• TEXT SECTION:
| """Decomposed reward function.
|
|
|
| Two stages:
|
| 1. **Per-step reward** ``compute_step_reward``: shapes behaviour with small
|
| incentives (progress, evidence quality, valid prerequisites) and
|
| penalties (rule violations, repeated work, wasted resources).
|
| 2. **Terminal reward** ``compute_terminal_reward``: graded only when the
|
| agent submits a discovery claim or runs out of resources. Compares the
|
| submitted claim against the hidden ``LatentParticle`` truth.
|
|
|
| The terminal reward is intentionally dominant so the policy must care about
|
| the *correct* discovery, not just looking busy.
|
|
|
| Anti-reward-hacking design notes
|
| --------------------------------
|
| The shaping reward is layered with several independent checks so that
|
| exploiting any single one alone cannot dominate the terminal grade
|
| (see hackathon guidance: *"use multiple independent reward functions"*):
|
|
|
| * ``tool_fit`` is **gated**: the agent only earns it when ``method`` is
|
| in ``TOOL_REGISTRY`` *and* the tool's category matches the action's
|
| expected category. Bogus method strings get **penalized**, not rewarded.
|
| * ``valid_action`` is gated on a parsed structured action that the rules
|
| engine accepts — pure JSON-shaped junk does not earn it.
|
| * ``progress_milestone`` only fires on the *first* time a milestone is
|
| unlocked, so re-doing already-completed steps cannot farm it.

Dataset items
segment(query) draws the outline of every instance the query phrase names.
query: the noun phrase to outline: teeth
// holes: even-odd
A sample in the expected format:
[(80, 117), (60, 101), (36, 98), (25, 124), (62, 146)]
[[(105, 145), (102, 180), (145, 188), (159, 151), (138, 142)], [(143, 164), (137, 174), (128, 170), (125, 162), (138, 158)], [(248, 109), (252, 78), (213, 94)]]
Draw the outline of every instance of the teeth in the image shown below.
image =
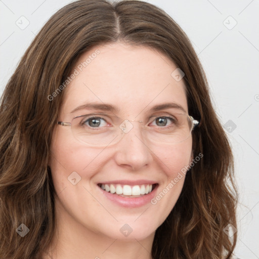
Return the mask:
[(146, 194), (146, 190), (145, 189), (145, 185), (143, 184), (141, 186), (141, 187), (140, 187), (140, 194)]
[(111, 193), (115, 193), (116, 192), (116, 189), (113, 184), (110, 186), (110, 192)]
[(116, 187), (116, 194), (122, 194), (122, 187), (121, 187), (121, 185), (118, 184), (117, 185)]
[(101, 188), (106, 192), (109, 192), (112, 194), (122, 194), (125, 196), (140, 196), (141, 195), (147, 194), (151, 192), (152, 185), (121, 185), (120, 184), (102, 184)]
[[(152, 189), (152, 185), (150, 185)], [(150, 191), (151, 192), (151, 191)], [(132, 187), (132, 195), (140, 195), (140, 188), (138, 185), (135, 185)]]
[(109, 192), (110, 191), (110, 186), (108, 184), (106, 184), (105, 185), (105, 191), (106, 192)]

...

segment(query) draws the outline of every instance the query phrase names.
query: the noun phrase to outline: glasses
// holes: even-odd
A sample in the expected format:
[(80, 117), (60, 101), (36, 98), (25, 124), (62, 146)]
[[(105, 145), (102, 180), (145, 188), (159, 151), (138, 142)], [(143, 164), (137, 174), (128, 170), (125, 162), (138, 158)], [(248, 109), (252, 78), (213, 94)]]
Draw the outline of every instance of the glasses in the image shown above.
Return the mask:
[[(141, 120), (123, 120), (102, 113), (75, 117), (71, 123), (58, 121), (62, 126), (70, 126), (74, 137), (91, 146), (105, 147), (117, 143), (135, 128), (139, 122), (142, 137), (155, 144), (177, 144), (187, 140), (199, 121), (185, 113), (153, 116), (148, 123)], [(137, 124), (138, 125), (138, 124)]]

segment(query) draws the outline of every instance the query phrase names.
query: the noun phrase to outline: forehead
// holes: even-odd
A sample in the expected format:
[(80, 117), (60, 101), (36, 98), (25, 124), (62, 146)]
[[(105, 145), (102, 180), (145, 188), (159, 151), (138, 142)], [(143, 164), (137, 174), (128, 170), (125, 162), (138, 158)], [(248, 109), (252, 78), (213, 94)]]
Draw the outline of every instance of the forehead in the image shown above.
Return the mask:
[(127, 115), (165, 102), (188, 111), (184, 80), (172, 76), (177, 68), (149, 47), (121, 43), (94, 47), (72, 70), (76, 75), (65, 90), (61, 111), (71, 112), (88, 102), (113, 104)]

• WORK TO BE COMPLETED:
Explain, in one to three sentences, why the reward-function description makes the terminal reward intentionally dominant.

• EXERCISE SOLUTION:
The terminal reward is made intentionally dominant so that the policy must care about reaching the correct discovery. It therefore cannot succeed merely by looking busy and collecting per-step shaping rewards.